- [TASK STATEMENT] Reproduce every line of the data below, requests included, but multiply each bounding-box coordinate in the answers by 1.6 and round it to a whole number, with halves rounding up. Leave the numbers in the requests and their format samples unchanged.

** Start of SOURCE MATERIAL **

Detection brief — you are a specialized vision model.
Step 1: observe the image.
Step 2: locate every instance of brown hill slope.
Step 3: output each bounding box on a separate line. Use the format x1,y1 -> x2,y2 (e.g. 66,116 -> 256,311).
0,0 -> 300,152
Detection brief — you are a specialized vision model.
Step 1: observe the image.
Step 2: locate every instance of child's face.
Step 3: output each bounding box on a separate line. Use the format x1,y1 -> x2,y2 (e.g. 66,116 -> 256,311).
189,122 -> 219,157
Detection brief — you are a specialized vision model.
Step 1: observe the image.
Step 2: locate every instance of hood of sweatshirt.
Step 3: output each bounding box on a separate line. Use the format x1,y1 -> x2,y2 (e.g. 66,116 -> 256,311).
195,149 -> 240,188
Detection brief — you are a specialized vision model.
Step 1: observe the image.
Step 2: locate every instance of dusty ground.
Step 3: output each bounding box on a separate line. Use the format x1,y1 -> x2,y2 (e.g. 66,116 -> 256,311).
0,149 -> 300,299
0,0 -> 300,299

** End of SOURCE MATERIAL **

- [WORKED SOLUTION]
Detection brief — you are a specialized vision model.
Step 1: observe the image.
Step 2: locate every instance of brown hill slope.
Step 3: output each bounding box on a separate line. Use the format x1,y1 -> x2,y2 (e.g. 66,116 -> 256,311).
0,0 -> 480,243
Detection brief — you are a specialized vision model.
Step 1: observe the image.
Step 2: locate every instance of child's face.
Step 3: output each bounding box on a separate line. Use the format x1,y1 -> x2,y2 (e.g. 66,116 -> 256,311).
302,195 -> 350,251
Detection brief — you are a specialized vision model.
Step 1: observe the image.
Step 2: locate every instance of hood of sweatshirt.
Step 3: output each bounding box on a separate line. Use the format x1,y1 -> x2,y2 (e.g. 66,116 -> 256,311).
312,238 -> 384,301
Detection brief — you are a specialized vision model.
Step 1: observe the image.
Step 2: locate every instance of dusty ground.
Step 3: output each bounding box on a separate line. Use the format x1,y1 -> x2,y2 (e.g. 66,116 -> 256,311).
0,238 -> 480,478
0,0 -> 480,478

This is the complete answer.